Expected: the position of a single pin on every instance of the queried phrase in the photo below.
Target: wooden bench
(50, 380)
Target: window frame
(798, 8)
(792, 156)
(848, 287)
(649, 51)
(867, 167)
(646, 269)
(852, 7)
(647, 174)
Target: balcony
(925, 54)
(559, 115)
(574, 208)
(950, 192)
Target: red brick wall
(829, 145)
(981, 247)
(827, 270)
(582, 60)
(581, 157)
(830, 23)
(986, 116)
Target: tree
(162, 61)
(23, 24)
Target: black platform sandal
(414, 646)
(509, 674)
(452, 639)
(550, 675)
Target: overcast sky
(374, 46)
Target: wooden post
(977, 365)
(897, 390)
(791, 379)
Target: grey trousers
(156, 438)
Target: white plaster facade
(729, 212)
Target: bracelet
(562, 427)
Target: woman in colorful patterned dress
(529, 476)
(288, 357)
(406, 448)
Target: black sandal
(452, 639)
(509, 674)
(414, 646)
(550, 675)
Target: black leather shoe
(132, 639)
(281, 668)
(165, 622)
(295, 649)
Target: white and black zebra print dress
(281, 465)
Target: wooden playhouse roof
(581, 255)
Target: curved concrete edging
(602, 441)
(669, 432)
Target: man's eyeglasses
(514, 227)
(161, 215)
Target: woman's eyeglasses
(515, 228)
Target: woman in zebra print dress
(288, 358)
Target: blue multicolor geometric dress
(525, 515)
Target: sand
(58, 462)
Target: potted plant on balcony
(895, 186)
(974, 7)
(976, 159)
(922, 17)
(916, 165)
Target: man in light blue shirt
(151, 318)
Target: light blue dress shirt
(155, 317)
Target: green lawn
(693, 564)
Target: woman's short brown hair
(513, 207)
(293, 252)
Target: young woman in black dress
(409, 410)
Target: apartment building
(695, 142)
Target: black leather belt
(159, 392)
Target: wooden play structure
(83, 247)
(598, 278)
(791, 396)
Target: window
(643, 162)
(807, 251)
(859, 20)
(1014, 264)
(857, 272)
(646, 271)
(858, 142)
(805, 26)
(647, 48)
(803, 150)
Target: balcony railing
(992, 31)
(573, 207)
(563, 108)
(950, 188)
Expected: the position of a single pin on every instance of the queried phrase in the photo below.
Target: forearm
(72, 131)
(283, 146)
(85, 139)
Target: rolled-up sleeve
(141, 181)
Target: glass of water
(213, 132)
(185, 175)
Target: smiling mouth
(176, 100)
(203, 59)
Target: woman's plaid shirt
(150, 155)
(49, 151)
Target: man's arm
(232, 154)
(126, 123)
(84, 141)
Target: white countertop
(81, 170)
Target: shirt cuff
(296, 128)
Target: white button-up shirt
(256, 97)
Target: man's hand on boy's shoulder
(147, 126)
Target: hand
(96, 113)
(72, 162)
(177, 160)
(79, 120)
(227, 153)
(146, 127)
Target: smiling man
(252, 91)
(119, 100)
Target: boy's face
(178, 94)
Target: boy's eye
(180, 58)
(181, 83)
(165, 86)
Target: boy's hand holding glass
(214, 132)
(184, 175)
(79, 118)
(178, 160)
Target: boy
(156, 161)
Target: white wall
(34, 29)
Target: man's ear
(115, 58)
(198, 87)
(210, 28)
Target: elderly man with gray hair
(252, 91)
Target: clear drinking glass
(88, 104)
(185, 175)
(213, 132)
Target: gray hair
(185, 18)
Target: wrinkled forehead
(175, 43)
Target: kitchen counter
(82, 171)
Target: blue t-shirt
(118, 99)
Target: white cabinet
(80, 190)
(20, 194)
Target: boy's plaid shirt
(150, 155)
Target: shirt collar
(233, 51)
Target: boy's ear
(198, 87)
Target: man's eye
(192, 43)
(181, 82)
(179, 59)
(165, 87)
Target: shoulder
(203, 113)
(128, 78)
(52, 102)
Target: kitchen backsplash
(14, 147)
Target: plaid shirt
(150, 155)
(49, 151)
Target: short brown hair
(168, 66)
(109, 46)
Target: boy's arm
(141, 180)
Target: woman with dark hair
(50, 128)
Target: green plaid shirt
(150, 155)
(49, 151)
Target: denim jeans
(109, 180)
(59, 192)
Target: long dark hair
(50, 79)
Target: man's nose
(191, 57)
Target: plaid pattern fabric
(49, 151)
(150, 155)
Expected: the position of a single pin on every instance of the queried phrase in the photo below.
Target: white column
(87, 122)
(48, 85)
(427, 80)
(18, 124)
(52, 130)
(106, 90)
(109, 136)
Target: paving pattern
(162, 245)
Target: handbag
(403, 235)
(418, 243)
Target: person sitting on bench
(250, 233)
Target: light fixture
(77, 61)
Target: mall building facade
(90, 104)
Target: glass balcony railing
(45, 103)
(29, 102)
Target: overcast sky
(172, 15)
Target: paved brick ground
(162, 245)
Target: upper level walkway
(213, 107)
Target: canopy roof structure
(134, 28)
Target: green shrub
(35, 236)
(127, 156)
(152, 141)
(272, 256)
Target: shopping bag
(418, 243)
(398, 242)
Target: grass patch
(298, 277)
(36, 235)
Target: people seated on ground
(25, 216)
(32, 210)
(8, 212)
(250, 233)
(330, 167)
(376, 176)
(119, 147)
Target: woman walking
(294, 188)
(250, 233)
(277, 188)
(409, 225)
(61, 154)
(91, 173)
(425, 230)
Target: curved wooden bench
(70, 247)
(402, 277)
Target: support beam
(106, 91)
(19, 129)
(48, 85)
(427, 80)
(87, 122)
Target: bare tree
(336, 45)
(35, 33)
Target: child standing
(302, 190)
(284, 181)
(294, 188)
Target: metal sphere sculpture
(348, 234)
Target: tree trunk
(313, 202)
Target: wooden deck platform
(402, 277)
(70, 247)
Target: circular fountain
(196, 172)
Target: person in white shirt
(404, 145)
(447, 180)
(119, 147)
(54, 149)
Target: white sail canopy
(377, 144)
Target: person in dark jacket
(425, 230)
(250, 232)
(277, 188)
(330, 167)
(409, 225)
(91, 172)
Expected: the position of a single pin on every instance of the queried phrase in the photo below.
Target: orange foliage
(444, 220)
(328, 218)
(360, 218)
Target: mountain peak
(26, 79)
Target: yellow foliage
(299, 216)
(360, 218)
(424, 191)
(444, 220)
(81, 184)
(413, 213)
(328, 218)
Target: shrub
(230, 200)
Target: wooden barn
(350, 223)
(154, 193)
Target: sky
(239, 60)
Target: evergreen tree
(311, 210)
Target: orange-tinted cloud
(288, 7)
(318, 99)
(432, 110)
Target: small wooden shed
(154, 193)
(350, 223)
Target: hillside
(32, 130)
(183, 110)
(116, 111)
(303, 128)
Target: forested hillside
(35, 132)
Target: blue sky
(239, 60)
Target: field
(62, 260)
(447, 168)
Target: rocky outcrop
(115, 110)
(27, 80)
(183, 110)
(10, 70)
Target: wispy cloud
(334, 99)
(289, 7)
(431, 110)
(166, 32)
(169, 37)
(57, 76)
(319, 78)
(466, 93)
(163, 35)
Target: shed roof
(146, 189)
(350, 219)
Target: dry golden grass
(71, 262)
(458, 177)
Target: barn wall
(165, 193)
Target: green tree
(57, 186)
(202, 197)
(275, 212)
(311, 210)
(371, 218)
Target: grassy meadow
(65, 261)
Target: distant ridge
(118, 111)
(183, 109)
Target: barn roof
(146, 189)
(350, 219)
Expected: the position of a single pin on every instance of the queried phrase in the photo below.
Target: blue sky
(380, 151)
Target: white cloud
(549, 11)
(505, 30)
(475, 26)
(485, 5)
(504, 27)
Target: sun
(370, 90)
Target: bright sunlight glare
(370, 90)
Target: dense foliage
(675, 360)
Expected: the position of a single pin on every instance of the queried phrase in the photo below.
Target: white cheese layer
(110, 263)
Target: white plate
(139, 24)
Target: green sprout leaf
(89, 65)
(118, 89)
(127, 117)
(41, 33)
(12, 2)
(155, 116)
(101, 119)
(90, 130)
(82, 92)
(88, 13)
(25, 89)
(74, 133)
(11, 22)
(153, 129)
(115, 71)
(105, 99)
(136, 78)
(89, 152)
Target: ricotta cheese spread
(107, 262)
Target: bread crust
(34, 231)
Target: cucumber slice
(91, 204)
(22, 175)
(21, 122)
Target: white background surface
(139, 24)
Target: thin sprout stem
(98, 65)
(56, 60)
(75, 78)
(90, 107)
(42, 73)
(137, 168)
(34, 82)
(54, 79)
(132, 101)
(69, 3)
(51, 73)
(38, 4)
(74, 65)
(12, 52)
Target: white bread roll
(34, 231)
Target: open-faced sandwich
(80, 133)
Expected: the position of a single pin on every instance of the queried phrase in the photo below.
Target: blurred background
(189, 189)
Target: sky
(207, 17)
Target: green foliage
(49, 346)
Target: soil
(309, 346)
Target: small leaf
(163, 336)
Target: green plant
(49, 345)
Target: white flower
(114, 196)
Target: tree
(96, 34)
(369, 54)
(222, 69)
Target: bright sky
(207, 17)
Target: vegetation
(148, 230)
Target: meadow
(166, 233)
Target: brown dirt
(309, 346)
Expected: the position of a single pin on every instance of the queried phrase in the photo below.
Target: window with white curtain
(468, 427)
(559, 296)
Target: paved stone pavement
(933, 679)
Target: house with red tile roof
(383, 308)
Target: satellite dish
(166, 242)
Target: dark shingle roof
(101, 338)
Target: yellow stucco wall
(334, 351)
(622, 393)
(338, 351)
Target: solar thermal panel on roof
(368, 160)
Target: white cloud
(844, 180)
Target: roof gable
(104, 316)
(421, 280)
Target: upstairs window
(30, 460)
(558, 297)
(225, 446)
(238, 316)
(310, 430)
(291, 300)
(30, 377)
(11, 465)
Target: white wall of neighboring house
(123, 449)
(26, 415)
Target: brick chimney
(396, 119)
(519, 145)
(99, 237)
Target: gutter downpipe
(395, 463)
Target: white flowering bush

--- --- ---

§ **Work required**: Please give a word-for-word repetition of the lines from the one containing "Target: roof gable" through the last line of the data above, including both, and nothing besides.

§ **Solution to this task**:
Target: roof gable
(104, 316)
(421, 280)
Target: upstairs window
(30, 460)
(558, 297)
(225, 446)
(238, 316)
(310, 430)
(291, 300)
(30, 377)
(11, 465)
Target: white wall of neighboring house
(123, 449)
(26, 415)
Target: brick chimney
(396, 119)
(519, 145)
(99, 237)
Target: gutter downpipe
(395, 463)
Target: white flowering bush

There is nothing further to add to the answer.